Il rapporto OCSE fotografa una realtà pesante: servirebbero più infermieri, ma è difficile trovarli perché guadagnano poco e lavorano molto

OCSE (Organizzazione per la Sicurezza e la Cooperazione in Europa) pubblica il rapporto Health at a Glance 2021, dal quale emerge un quadro critico riguardante gli infermieri. Giustamente acclamati come eroi per lo straordinario contributo offerto durante la pandemia di Covid, ancora oggi sono penalizzati dalle condizioni di lavoro: guadagnano poco, sono sottoposti a forte stress e hanno scarse possibilità di carriera. Non solo: l’Italia, primo Paese europeo ad essere investito dalla pandemia, è quartultimo tra i Paesi OCSE per posti a disposizione negli atenei, peggio di noi solo Messico, Colombia e Lussemburgo (ma qui gli infermieri sono il doppio di quelli italiani e guadagnano 2 volte e mezzo in più!).

In Italia solo 6,2 infermieri ogni mille abitanti

L’Italia è migliorata solo di poco rispetto agli anni precedenti: ora ha 6,2 infermieri ogni mille abitanti (+0,3), ma la media OCSE è di 8,8 e ci sono Paesi che vanno molto oltre questo rapporto: ad esempio sono 18 ogni mille abitanti in Svizzera e Norvegia, circa 13 in Germania, più di 11 in Francia e così via nei maggiori partner OCSE). Gli infermieri sono più numerosi dei medici nella maggior parte dell’OCSE. In media, ci sono poco meno di tre infermieri per ogni medico (secondo gli standard internazionali). Il rapporto di infermieri per medico varia da circa un infermiere per medico in Colombia, Cile, Costa Rica, Messico e Turchia (ma l’Italia è a 1,5) a più di quattro in Giappone, Finlandia, Stati Uniti e Svizzera.

DATI FORNITI:

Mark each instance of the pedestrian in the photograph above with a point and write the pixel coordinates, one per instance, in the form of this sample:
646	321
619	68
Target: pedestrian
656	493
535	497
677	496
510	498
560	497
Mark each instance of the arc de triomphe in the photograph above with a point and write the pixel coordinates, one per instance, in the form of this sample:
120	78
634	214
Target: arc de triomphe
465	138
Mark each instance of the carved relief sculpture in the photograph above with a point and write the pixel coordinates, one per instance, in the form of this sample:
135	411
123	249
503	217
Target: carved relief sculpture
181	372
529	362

COMPITI DA SVOLGERE:
1. Traduci in inglese questa frase del brano da leggere: "Gli infermieri sono più numerosi dei medici nella maggior parte dell'OCSE."
2. Elenca tutti i Paesi che il brano da leggere indica con circa un infermiere per medico.
3. Riscrivi il brano da leggere da "L’Italia è migliorata" fino a "Uniti e Svizzera.", mettendo "operatori sanitari" al posto di "infermieri".

RISULTATI:
1. Nurses outnumber doctors in most of the OECD.

2. Colombia, Cile, Costa Rica, Messico, Turchia

3.
L’Italia è migliorata solo di poco rispetto agli anni precedenti: ora ha 6,2 operatori sanitari ogni mille abitanti (+0,3), ma la media OCSE è di 8,8 e ci sono Paesi che vanno molto oltre questo rapporto: ad esempio sono 18 ogni mille abitanti in Svizzera e Norvegia, circa 13 in Germania, più di 11 in Francia e così via nei maggiori partner OCSE). Gli operatori sanitari sono più numerosi dei medici nella maggior parte dell’OCSE. In media, ci sono poco meno di tre operatori sanitari per ogni medico (secondo gli standard internazionali). Il rapporto di operatori sanitari per medico varia da circa un infermiere per medico in Colombia, Cile, Costa Rica, Messico e Turchia (ma l’Italia è a 1,5) a più di quattro in Giappone, Finlandia, Stati Uniti e Svizzera.